● Selected text
───
4.12.2008

Tenth Report of Hariri International Investigation Commission

NETWORK OF INDIVIDUALS ACTED IN CONCERT TO CARRY OUT ASSASSINATION OF FORMER LEBANESE PRIME MINISTER RAFIQ HARIRI, SECURITY COUNCIL TOLD

New Head of Investigation Commission Says ‘Hariri Network’ Linked to Some Other Cases; Priority Now to Gather Evidence about Scope, Identity of All Participants

SC/9294
Security Council
5863rd Meeting

8 April 2008

The International Independent Investigation Commission could now confirm, on the basis of evidence, that a network of individuals had acted in concert to carry out the assassination of former Lebanese Prime Minister Rafiq Hariri on 14 February 2005, Daniel Bellamare told the Security Council this afternoon.

Briefing the Council on the Commission’s progress, that body’s newly appointed Commissioner also confirmed that that network -– the “Hariri Network” -– or parts of it, were linked to some of the other cases the Commission was looking into. The Commission had also gathered evidence that: the Hariri Network had existed before the Hariri assassination; that it conducted surveillance of Mr. Hariri before the attack; that it operated on the day of Mr. Hariri’s assassination; and that, at least part of the Network, continued to exist and operate after the assassination.
───
● Written request
Copy out the press release on the Hariri investigation above in full, word for word.
───
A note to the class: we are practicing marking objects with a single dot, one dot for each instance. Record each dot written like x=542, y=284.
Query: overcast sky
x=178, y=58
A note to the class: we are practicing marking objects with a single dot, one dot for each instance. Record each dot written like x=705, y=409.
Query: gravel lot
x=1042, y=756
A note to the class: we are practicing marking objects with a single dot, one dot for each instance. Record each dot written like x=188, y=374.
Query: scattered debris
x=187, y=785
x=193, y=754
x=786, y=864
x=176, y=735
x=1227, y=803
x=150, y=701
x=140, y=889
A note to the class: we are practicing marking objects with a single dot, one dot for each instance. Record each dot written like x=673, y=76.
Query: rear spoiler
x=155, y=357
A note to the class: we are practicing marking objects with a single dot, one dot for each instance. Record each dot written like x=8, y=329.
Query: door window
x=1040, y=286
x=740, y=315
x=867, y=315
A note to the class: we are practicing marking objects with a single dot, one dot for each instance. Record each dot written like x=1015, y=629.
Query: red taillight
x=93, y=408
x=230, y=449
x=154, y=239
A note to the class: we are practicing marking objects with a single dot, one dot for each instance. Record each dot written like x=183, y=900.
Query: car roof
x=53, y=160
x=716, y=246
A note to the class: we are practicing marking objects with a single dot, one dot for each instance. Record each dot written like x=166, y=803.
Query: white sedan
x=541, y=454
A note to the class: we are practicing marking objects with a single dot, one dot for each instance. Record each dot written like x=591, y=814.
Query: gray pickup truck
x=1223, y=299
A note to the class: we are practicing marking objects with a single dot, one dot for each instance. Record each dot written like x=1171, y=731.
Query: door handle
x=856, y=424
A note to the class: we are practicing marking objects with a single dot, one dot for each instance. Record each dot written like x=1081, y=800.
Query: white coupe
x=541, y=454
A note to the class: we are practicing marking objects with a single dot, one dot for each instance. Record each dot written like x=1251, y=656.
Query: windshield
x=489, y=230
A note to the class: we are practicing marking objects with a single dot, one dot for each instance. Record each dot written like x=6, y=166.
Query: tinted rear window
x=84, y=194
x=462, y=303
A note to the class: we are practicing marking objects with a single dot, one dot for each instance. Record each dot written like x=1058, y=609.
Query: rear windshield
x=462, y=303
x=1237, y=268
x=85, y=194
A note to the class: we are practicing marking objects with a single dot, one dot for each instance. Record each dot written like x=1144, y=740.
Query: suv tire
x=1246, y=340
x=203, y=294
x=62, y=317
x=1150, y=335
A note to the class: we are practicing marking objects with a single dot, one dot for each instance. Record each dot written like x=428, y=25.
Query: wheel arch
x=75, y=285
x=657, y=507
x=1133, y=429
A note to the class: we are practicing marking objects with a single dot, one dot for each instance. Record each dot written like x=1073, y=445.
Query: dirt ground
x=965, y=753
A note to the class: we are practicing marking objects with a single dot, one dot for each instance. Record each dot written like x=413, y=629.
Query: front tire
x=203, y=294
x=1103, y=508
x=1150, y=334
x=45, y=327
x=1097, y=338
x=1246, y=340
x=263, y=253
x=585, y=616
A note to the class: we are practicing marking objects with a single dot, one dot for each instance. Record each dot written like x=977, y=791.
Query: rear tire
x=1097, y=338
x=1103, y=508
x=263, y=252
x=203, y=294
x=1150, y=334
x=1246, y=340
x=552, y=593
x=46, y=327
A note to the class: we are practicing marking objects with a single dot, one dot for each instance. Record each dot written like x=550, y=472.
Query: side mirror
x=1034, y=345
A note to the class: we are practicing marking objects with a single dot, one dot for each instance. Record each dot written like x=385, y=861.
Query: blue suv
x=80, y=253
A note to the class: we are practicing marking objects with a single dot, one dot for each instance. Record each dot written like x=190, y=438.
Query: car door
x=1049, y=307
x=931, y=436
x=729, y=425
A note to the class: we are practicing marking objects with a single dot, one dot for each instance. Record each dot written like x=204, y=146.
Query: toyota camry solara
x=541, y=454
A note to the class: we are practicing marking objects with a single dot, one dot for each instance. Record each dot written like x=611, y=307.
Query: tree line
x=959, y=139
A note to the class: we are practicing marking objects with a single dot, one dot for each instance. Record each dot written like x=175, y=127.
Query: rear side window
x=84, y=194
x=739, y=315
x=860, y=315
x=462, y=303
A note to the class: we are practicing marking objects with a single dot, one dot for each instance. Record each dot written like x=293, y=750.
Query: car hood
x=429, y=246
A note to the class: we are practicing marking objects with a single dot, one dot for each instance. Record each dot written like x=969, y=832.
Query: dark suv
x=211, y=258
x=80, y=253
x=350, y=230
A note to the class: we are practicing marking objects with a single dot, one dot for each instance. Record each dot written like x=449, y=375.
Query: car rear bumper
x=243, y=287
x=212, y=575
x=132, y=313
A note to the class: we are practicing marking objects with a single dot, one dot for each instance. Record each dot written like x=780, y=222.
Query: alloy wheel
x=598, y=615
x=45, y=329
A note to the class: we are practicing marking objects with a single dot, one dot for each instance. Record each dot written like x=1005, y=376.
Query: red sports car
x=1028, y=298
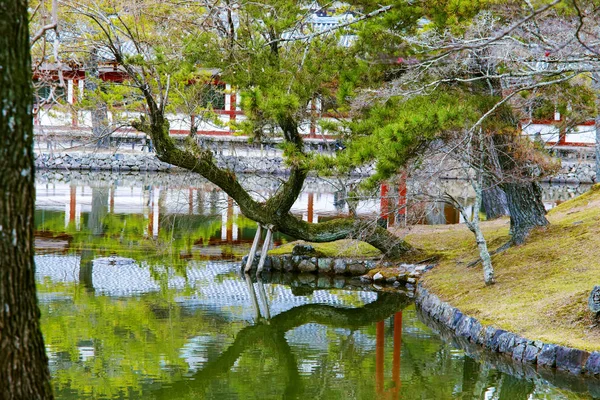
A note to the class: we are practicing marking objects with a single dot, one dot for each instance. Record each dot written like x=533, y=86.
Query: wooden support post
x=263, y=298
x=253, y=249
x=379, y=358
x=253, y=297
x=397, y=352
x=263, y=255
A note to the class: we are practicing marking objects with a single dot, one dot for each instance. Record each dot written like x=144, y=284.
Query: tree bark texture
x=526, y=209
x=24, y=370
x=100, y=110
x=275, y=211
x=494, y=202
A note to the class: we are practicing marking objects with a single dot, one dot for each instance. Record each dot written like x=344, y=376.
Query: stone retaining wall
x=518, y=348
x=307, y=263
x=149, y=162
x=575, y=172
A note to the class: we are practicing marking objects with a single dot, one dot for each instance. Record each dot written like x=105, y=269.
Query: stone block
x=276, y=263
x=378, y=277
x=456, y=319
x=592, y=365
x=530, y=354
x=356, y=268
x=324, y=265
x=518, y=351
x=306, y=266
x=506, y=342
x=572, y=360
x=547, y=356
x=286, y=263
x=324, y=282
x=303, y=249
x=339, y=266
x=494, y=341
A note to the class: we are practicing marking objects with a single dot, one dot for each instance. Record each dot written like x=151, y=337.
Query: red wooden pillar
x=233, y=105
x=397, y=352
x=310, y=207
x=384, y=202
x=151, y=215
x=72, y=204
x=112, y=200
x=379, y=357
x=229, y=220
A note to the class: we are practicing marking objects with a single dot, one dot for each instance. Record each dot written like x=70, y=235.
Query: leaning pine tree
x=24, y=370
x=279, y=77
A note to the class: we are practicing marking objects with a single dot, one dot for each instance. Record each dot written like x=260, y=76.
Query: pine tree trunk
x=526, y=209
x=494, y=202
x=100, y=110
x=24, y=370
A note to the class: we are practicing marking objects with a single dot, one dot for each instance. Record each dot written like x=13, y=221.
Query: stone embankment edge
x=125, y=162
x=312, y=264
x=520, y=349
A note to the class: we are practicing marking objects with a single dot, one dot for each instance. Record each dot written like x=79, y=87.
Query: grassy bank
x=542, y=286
───
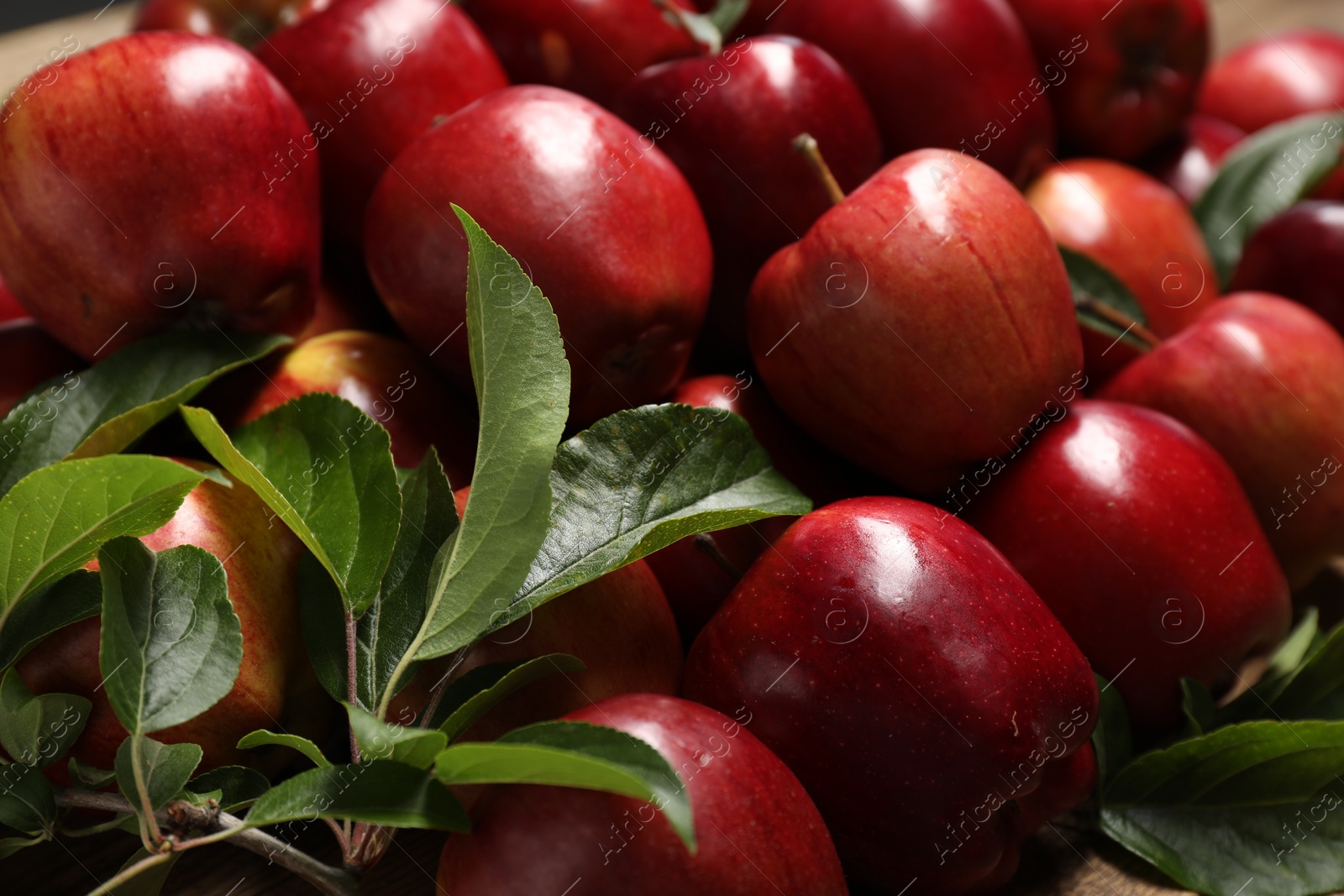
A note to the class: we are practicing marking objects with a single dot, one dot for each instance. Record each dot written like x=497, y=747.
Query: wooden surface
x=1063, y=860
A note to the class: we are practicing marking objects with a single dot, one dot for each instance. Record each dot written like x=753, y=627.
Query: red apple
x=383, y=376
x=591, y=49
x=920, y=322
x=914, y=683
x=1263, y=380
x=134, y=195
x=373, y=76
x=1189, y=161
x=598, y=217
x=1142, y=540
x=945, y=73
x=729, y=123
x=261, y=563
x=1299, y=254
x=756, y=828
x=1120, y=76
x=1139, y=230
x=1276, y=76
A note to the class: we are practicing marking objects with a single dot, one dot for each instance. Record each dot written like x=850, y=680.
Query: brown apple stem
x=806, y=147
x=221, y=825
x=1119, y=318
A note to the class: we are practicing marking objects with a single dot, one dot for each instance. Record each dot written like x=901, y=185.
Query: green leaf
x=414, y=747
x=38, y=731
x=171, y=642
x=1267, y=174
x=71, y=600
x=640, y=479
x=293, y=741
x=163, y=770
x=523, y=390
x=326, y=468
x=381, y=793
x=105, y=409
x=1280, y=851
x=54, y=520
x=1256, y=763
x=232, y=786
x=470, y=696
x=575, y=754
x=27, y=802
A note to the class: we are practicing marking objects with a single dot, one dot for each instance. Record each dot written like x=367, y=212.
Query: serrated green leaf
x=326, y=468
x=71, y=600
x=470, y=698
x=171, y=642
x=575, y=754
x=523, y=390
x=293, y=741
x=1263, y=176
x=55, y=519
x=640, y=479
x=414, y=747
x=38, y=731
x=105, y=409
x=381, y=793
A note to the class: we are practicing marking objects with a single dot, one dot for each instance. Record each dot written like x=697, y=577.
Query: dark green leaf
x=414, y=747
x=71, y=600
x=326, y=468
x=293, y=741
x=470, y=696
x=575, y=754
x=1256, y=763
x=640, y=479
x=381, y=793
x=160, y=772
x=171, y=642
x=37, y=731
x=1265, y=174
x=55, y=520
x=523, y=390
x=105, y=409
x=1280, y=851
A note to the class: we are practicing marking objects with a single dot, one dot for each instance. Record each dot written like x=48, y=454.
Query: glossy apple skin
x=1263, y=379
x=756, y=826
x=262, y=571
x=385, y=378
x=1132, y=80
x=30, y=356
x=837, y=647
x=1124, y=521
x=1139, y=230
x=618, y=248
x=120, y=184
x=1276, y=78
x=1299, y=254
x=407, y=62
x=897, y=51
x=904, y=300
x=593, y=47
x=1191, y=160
───
● Reply to the task
4.12.2008

Tenth Report of Hariri International Investigation Commission

NETWORK OF INDIVIDUALS ACTED IN CONCERT TO CARRY OUT ASSASSINATION OF FORMER LEBANESE PRIME MINISTER RAFIQ HARIRI, SECURITY COUNCIL TOLD

New Head of Investigation Commission Says ‘Hariri Network’ Linked to Some Other Cases; Priority Now to Gather Evidence about Scope, Identity of All Participants

SC/9294
Security Council
5863rd Meeting

8 April 2008

The International Independent Investigation Commission could now confirm, on the basis of evidence, that a network of individuals had acted in concert to carry out the assassination of former Lebanese Prime Minister Rafiq Hariri on 14 February 2005, Daniel Bellamare told the Security Council this afternoon.

Briefing the Council on the Commission’s progress, that body’s newly appointed Commissioner also confirmed that that network -– the “Hariri Network” -– or parts of it, were linked to some of the other cases the Commission was looking into. The Commission had also gathered evidence that: the Hariri Network had existed before the Hariri assassination; that it conducted surveillance of Mr. Hariri before the attack; that it operated on the day of Mr. Hariri’s assassination; and that, at least part of the Network, continued to exist and operate after the assassination.